Exercise data
>> Begin

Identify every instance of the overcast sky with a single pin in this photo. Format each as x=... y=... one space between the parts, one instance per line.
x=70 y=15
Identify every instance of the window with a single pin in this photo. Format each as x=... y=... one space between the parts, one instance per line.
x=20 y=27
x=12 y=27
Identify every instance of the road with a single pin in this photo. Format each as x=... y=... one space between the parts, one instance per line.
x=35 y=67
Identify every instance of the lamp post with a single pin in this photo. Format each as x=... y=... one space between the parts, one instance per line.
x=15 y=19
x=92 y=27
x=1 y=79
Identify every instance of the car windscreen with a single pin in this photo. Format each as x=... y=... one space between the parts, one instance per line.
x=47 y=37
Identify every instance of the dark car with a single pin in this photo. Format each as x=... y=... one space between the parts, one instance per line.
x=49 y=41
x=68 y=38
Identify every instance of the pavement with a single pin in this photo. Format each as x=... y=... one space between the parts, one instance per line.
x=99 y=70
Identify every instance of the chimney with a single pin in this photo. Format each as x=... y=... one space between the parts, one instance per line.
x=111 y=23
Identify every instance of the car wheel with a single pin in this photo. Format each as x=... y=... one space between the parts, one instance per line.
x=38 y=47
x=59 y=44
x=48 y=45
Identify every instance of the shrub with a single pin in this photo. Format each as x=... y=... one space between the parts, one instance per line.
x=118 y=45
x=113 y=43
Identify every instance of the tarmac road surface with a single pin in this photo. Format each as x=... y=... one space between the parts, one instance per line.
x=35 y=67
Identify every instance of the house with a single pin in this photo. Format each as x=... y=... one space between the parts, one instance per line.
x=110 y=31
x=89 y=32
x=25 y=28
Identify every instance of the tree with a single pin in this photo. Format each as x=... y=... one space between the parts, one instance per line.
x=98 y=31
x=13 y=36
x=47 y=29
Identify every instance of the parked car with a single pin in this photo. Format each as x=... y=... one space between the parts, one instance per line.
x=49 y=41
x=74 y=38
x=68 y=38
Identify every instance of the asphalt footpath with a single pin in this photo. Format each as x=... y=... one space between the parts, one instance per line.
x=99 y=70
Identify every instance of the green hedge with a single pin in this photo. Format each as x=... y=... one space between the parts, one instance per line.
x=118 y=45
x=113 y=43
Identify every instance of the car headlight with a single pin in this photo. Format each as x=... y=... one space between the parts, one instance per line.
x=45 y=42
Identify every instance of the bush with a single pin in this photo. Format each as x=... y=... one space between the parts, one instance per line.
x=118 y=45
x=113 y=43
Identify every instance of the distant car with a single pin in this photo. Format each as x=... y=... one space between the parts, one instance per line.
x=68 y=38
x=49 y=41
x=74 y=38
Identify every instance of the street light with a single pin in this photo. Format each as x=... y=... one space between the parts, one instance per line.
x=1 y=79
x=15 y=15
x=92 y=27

>> End

Directive
Reproduce the listing above in full, swapping "pin" for "marker" wherever it occurs and leaving every other word and line unchanged.

Result
Identify every instance of the overcast sky with a single marker in this photo. Format each as x=... y=... one space between the parts, one instance per line.
x=70 y=15
Identify every instance of the window with a single marker in this photo. Format each as x=... y=... one space between the parts, one instance per line.
x=20 y=27
x=12 y=27
Identify every instance of the road with a single marker in this photo. Format each as x=... y=... one space between the parts, one instance per line.
x=35 y=67
Identify every instance of the lamp post with a single marker in this photo. Format each as x=... y=... one space between the parts, one instance per line.
x=15 y=19
x=92 y=27
x=1 y=79
Identify every instance of the car windscreen with a single marker in this photo. Format each as x=... y=... one space between the parts, one instance per line.
x=47 y=37
Identify every instance of the dark car with a single marker in this photo. Format each as x=... y=... one space between the parts, one instance per line.
x=49 y=41
x=68 y=38
Identify every instance of the pavement with a single marker in this photo. Format each as x=... y=... one space between the parts, one instance per line.
x=99 y=70
Identify every instance of the chimney with a single marker in this photo. Format each as x=... y=... one space between the parts, one instance per line.
x=111 y=23
Identify every instance of the car wheel with a single marker in this photo. Format each as x=... y=... one space between the parts, one instance per line.
x=38 y=47
x=59 y=44
x=48 y=45
Identify every instance of the shrub with a single marker in this photo. Format each as x=... y=... one space between the parts, one instance per line.
x=118 y=45
x=113 y=43
Identify every instance of the tarmac road surface with a single marker in this photo. Format each as x=... y=... one space between the parts, one instance per line.
x=35 y=67
Identify every instance of the house with a single marker in this photo. Format each as x=... y=... one space between the parts, one instance per line.
x=110 y=31
x=89 y=32
x=25 y=28
Identify every instance of the tree with a single marker in this photo. Format each as x=... y=... one space between the parts, one instance per line.
x=98 y=31
x=13 y=36
x=47 y=29
Identify every instance of the parked car with a single marker in this photo. Format each as x=... y=... one space between the parts, one instance per line.
x=49 y=41
x=74 y=38
x=68 y=38
Identify every instance of the asphalt footpath with a single marker in this photo. Format each as x=... y=... one space between the parts, one instance per line.
x=99 y=70
Identify every instance of the green hedge with a single marker in this photo. Format each as x=... y=... one space between the parts, one instance per line.
x=118 y=45
x=113 y=43
Identify every instance of the car headlight with a single marker in this photo. Format each as x=... y=... one space between the parts, one instance per line.
x=45 y=42
Identify every instance of the bush with a single marker in this photo. Format each as x=... y=... one space between the parts, one instance per line.
x=118 y=45
x=113 y=43
Identify every instance of the distant car with a single marker in this photo. Format each as x=... y=... one space between the parts, one instance per line.
x=68 y=38
x=49 y=41
x=74 y=38
Identify every instance of the street light with a single marker in this photo. Format each as x=... y=... one space between the parts, one instance per line.
x=1 y=79
x=15 y=15
x=92 y=27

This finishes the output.